Incontrare oggi a Roma le famiglie rom sgomberate da Casilino 900 vuol dire confrontarsi con delle persone “strappate” dalle loro case. Uomini e donne di tutte le età sradicate dal loro territorio, dalle loro cose, dalle relazioni tessute, sottratte alle routine che rendevano la loro vita “semplice “ e “quotidiana”.
Per comprendere meglio quali sono state le conseguenze di questa lacerazione che ha provocato il Piano Nomadi a Roma non solo sui luoghi ma anche sui corpi delle persone rom esiliate da quella che chiamavano casa, occorre riavvolgere il nastro, fin dal primo istante della ripresa o forse anche prima e partire dal significato che per l’uomo ha l’abitare.
Vivere e’ indossare un abito
Uomo, che in lingua romanì1 si traduce con “rom”.
Le parole “vivere” e “abitare” rimangono sinonimi nella maggior parte delle traduzioni in altre lingue, persino in quelle non occidentali. “Vivere” e “Abitare” dunque tradizionalmente si implicano a vicenda ; uno sottolinea l’aspetto temporale, l’altro l’aspetto spaziale dell’esistere.
Poche esperienze di vita sono significative per l’esistenza quanto l’abitare.
Ogni persona ha o dovrebbe avere un luogo proprio dove rivelare la sua identità, la sua natura e la sua appartenenza. Abitare vuol dire indossare. Vestirsi di un luogo presuppone identificarsi nello stesso.
L’identità dell’uomo presuppone l’identità di un luogo e questo deve essere scelto e non subìto. Orientamento e identificazione sono aspetti primordiali dello stare al mondo e non possono essere negati a nessuno.
Parlare di casa vuol dire parlare della propria storia. Il luogo diviene così la rappresentazione della casa, intesa come luogo da abitare. In quel preciso luogo, in quel preciso periodo, con quelle persone ci si sente a casa.
Ma cosa vuol dire “casa” ?
L’interpretazione che ciascuno, nella propria lingua, dà alla parola “casa” rivela la visione del mondo e ci permette di accedere, sebbene molto parzialmente, a una lettura culturale dello spazio e del tempo.
Anche in romani chib esistono molteplici nomi per nominare la casa.
" La casa è il luogo dove ci abito. E’ la cosa principale, diciamo. Ci sono tanti tipi di case "2
Esistono svariati modi di intendere la parola “casa” a seconda che si pensi all’uso che se ne fa, al tipo di costruzione, agli abitanti che vi dimorano o al luogo nella quale è ubicata. Semanticamente è una parola vaga e ambigua poiché la casa è un’immagine estremamente sfocata, che varia di persona in persona. E’ di certo la dimora delle nostre geografie culturali, e spiegarla ci definisce in un preciso spazio culturale e in un preciso luogo.
Raccontare della propria casa significa raccontarsi.
Kher è la casa che “appartiene” è una sorta di “nido umano”, come direbbe Tim Ingold3, un punto fisso nei movimenti di chi la occupa, un posto dove tornare. Nominare la casa ci costringe a parlare del modo nel quale si sta al mondo, si sceglie o si è costretti a vivere, a come si costruiscono le relazioni.

—————

COMPITO 1
Secondo il testo sull'abitare, con quale parola si traduce «uomo» in lingua romanì?
COMPITO 2
Elenchi i diversi aspetti che, secondo il testo sull'abitare, si possono considerare per intendere la parola «casa».
COMPITO 3
Prosegua il testo sull'abitare a partire dall'ultima frase riportata.
Le voci riportate più avanti non hanno alcun ruolo in questo lavoro.

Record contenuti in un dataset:
—————

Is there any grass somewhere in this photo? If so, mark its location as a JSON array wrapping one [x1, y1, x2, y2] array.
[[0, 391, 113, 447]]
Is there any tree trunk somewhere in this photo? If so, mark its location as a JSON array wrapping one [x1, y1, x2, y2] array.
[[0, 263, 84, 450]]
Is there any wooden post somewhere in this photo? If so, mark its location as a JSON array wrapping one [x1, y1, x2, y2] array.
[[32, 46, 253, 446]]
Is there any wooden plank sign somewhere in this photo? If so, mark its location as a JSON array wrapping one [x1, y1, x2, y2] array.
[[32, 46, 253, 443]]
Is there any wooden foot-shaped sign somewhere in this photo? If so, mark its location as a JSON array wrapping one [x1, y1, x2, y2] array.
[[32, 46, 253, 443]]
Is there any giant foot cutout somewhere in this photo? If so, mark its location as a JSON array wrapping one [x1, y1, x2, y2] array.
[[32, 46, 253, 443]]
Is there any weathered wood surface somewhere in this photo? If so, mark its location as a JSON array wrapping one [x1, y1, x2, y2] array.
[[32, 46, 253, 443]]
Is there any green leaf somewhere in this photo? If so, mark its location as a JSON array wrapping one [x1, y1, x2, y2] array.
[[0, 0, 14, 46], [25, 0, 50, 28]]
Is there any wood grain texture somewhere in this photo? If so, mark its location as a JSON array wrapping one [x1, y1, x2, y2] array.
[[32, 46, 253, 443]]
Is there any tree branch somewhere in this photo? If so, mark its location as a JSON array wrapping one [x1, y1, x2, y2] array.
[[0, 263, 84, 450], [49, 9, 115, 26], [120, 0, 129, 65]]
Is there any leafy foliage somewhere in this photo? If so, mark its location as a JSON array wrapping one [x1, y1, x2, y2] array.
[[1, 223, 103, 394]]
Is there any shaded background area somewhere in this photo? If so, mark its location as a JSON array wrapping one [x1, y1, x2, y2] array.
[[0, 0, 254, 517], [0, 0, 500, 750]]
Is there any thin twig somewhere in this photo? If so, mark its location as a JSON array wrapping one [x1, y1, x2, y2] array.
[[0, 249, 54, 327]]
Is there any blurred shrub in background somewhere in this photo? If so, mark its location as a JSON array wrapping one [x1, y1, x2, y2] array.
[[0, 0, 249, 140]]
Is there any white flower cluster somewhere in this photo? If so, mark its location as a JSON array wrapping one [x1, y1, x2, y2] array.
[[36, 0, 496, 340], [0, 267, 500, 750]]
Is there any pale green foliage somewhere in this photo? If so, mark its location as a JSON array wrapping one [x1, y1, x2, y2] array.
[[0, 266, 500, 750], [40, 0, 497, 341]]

—————

RISULTATO FINALE 1
Con la parola «rom».

RISULTATO FINALE 2
- L'uso che se ne fa
- Il tipo di costruzione
- Gli abitanti che vi dimorano
- Il luogo in cui è ubicata

RISULTATO FINALE 3
Quello che noi intendiamo chiamiamo “casa” dice chi siamo e da dove veniamo.
"Zara, cioè se la devo tradurre in italiano è tenda ma nella mia testa è casa mia "4
" ”Amaro kher” la nostra casa, o ”mo ker” la casa mia. Maggiormente si usa “amaro kher” perché da noi di solito ci vivono più persone, cioè non di solito. E’ sempre così da noi. Dipende anche dal punto di vista dal quale uno la vede la sua casa. Perché ad esempio si può chiamare “zara” perché ci sono dei rom che vivono anche oggi sotto le tende. La maggior parte di questi viaggiano ancora. Forse sono gli unici di noi che viaggiano ancora "5
Il concetto di casa non è per nessun uomo qualcosa di statico, a prescindere dall’abitare nomade o sedentario. Muta nel tempo, nello spazio, si modifica insieme a noi.
La casa, come specchio di chi la abita, si muove, muta, sta.
La kher prende i nostri odori, si plasma con i materiali che scegliamo, si tinge dei colori che ci rappresentano, si popola delle persone che decidiamo di accogliere. E’ noi.
Ogni uomo e ogni donna dovrebbero avere il diritto di abitare uno spazio e trasformarlo in casa a seconda delle proprie visioni di mondo. Partire dal riconoscimento dell’estrema soggettività legata all’abitare e alla scelta della casa diventa un elemento fondamentale per discutere poi della seconda dimensione che la casa rappresenta e cioè la dimensione sociale dell’abitare.
La casa, il luogo degli affetti
La dimensione comunitaria dell’abitare assume ancora oggi per la comunità rom un valore indissolubile. L’abitare, l’avere una casa è per i rom indissolubilmente legato alla famiglia. Casa e famiglia si confondono in un’unica entità : luogo degli affetti, prima ancora che costruzione.
" Beh, “casa” posso tradurla in due modi : se dico “Amaro kher”, voglio dire “La nostra casa” altrimenti dico ”Mo kher” cioè “La casa mia" "6
Un nido, un abito, ma inserito in un particolare spazio o luogo popolato dagli affetti. La casa si sposta dove si sposta il cuore, dove la famiglia sta, dove la famiglia cresce, muore e si ricrea.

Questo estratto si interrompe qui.